■ **Objectif de l'exercice**: Indiquez combien de lignes des rangées ci-dessous contiennent le mot « Mark », en respectant la casse. Répondez uniquement par ce nombre.
□ □ □ □ □ □ □
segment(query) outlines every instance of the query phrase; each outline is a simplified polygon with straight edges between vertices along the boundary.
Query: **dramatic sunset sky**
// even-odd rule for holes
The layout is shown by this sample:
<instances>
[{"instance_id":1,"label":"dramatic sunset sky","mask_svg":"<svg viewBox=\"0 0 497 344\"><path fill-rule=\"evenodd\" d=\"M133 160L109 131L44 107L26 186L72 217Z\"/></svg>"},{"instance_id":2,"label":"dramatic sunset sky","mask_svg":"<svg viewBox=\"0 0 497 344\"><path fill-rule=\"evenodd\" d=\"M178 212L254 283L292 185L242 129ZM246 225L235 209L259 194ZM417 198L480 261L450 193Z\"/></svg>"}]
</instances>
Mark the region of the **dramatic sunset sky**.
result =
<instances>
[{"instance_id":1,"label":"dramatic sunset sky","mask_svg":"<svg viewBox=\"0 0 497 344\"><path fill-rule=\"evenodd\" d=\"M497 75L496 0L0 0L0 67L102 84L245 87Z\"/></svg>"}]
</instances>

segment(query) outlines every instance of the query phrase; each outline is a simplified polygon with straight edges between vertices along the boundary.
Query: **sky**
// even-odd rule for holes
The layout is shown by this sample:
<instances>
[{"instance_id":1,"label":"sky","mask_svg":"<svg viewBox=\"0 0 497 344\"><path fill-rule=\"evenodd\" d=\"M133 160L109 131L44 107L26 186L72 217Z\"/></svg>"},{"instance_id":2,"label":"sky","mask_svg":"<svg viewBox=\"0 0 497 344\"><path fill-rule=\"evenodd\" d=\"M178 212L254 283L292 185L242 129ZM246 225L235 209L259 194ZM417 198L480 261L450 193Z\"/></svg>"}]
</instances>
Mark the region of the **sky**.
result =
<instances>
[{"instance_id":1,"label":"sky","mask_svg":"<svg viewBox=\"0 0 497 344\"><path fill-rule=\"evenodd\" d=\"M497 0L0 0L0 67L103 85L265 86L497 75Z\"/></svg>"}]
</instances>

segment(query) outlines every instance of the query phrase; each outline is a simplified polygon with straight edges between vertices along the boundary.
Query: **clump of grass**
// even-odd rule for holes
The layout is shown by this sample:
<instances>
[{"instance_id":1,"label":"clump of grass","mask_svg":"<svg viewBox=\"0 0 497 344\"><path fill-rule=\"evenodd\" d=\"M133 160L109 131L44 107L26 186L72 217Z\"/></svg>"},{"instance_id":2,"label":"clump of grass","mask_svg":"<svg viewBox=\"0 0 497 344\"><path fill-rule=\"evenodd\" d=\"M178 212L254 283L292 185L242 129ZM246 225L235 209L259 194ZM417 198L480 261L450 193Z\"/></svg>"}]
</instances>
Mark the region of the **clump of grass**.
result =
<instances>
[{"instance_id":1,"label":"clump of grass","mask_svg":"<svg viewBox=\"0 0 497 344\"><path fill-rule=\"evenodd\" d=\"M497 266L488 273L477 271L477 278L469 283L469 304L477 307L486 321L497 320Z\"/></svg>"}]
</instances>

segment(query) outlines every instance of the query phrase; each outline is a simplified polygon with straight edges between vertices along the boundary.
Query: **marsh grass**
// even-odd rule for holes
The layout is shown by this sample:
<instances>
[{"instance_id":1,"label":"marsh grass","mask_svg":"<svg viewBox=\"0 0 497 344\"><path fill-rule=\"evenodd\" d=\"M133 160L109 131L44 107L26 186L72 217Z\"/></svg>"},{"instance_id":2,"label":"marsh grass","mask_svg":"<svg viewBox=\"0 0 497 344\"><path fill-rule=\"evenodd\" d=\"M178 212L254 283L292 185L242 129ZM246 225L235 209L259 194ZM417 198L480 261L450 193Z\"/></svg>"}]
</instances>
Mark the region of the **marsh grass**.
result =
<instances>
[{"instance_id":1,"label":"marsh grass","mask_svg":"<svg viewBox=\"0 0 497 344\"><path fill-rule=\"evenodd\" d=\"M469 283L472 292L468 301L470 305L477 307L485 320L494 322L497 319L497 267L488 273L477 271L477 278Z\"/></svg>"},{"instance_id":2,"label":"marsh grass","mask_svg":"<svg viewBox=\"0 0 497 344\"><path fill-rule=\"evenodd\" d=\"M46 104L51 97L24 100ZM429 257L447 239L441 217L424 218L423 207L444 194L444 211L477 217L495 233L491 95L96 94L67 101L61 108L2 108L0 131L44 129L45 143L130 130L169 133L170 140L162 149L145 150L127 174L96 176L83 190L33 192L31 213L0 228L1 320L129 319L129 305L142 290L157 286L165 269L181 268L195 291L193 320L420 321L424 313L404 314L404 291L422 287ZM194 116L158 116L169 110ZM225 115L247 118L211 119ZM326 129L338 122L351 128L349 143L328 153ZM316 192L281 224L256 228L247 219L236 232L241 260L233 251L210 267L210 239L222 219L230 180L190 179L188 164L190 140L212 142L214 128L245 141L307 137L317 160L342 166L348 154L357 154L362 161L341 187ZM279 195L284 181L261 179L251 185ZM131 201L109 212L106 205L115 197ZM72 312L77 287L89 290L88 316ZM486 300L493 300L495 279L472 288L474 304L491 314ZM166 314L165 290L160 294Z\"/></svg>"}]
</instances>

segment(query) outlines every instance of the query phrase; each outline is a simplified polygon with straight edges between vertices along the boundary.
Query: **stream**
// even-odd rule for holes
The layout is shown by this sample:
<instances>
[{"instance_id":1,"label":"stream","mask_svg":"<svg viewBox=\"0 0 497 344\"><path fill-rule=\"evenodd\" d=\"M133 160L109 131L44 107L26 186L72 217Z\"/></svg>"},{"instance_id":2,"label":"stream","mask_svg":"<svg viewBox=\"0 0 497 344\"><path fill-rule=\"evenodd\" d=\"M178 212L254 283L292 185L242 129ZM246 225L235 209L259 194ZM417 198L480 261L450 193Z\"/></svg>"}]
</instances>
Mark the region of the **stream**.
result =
□ □ □ □ □ □ □
■ **Solution ci-dessous**: 5